### 本文抜粋
★ ★ ★ ★
ここまでは絵に描いたようなホームドラマふう三世代交流。良い母、良い父、良い娘、いい孫、それぞれが与えられた役割を半ば演じるがごとく果たしている。しかしだいたい父がぶっこんでくるのだ。

父「立憲民主党は右翼!」 

私「ええっ!」

父「リベラルっていうのは右翼だから」

私 「リベラルって大きな政府を志向するとかのことでそれは左翼じゃないの?」

父 「天皇制とか資本主義を変えようとしない立憲主義って保守やろ」

私 「うーんなるほど?」

父 「何でも閣議決定で決めるのが普通っていうめちゃくちゃな状態になってしまったから相対的に立憲が左翼に見えるだけ」

私 「まぁ右と左って観測者がどこのポジションにどっち向きに立つかによって変わるよネ」
★ ★ ★ ★
### 提供情報

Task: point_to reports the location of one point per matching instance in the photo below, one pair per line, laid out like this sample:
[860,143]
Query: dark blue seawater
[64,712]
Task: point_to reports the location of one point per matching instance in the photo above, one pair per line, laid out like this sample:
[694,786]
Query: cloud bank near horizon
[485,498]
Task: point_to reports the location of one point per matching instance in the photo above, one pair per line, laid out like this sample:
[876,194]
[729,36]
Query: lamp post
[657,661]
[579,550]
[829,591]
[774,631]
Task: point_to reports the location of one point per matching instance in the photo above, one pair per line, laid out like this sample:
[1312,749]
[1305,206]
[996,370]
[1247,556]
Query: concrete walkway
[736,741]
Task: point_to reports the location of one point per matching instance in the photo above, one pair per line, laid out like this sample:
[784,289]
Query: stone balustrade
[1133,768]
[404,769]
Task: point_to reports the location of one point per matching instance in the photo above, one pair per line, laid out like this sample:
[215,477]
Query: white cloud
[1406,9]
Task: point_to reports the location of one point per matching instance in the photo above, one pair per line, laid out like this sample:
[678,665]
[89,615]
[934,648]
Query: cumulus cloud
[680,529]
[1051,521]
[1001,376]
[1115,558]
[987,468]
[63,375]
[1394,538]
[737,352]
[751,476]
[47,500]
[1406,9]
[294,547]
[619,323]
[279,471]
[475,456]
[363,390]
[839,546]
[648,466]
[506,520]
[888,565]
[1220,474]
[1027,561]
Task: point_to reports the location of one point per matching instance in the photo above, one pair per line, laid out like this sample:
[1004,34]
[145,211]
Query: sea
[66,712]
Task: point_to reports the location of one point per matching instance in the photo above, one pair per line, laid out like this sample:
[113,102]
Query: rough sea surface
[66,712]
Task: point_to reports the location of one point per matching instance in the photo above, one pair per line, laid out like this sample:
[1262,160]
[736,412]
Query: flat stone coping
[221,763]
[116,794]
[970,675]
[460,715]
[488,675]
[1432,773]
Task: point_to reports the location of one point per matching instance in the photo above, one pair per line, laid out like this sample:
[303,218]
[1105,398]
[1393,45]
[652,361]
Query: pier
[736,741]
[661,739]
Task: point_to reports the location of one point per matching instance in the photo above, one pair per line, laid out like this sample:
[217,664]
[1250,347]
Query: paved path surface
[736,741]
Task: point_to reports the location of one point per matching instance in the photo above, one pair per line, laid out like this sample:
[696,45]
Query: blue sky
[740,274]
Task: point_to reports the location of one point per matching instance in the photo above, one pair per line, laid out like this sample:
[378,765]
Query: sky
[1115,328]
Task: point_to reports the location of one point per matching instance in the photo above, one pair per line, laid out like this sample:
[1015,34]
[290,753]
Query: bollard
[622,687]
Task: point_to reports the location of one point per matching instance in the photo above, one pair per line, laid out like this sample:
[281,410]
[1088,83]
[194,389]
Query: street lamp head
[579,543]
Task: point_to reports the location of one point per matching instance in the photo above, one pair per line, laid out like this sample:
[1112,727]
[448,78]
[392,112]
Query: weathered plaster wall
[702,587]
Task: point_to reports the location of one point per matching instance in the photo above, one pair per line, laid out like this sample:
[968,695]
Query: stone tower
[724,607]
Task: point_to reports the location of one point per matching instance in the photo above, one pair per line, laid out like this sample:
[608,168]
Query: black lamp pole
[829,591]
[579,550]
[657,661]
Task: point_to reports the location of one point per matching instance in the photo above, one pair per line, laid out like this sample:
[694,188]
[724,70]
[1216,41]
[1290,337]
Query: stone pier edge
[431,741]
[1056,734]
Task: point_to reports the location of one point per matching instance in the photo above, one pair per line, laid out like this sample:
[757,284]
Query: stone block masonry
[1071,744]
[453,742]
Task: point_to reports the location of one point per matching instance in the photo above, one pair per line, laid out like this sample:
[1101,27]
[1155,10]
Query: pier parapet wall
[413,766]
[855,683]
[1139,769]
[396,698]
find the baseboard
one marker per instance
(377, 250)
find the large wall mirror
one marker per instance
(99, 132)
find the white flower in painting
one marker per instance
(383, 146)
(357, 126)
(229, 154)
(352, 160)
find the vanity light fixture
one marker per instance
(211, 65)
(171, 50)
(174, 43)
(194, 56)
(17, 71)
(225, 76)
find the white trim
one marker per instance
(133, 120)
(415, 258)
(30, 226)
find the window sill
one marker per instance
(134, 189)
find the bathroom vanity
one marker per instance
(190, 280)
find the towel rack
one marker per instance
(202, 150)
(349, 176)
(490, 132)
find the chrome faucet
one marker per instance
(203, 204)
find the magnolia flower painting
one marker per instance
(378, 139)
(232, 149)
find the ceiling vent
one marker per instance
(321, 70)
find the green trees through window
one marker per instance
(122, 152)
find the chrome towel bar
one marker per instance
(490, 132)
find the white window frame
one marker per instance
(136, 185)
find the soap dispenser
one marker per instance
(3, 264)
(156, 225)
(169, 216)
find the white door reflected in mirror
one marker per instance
★ ★ ★ ★
### 作業内容
**1.** 政治をめぐる父との会話の抜粋について、次の問いに答えてください。
(a) 冒頭で、与えられた役割を果たしているとされる四者は誰か。
(b) 父は、天皇制や資本主義を変えようとしない立憲主義を何と呼んでいるか。
(c) 父は、立憲が相対的に左翼に見える原因としてどんな状態を挙げているか。
**2.** 政治をめぐる父との会話の抜粋を、最後の発言の後から引き継いで書き進めてください。
記録はここでは一切使いません。

### 解答一覧
**1.**
(a) 良い母、良い父、良い娘、いい孫
(b) 保守
(c) 何でも閣議決定で決めるのが普通という、めちゃくちゃな状態

**2.**
 テーブルの隅に置かれているのは赤旗新聞と朝日新聞である。本棚の一角は新日本出版の新書だらけだ。父はそういう人である。

 息子「母ちゃんはなんでこんなに好奇心あるんやろう?バッタの味とか」 

父「勉強あんまりしてないから入るとこいっぱいあるんちゃうか」

私「それはそう。あと新奇性を求めるADHDの特性かなァ」

父「ワシもやけどな。わりとなんにでも興味あるし。親戚のおばちゃんに、あのサトシくんに孫!?っていわれたし。結婚して子供作るだけならまだしも、その子供が育って結婚して子供生むなんてっていう驚き。たぶんアゲもにたようなこと言われるタイプ」

私「自分でもこんななのに子供育てててすごいなって思う」 

父「育ててないて!巣の近くに産んだだけやろ」

私「魚みたいに産んですぐどっかいかへんくて私偉い」

母「お父さんな、私が買った本(ADHD児への教育者の接しかた)のこと、そんなハウツー本はしょうもない、子供の側に立ってないっていうねん。それで昨日夫婦喧嘩よ」

私「ハウツー本で全てのADHDっ子をカバーできなくても現場では役立つこともありそう」

母「そうやろ」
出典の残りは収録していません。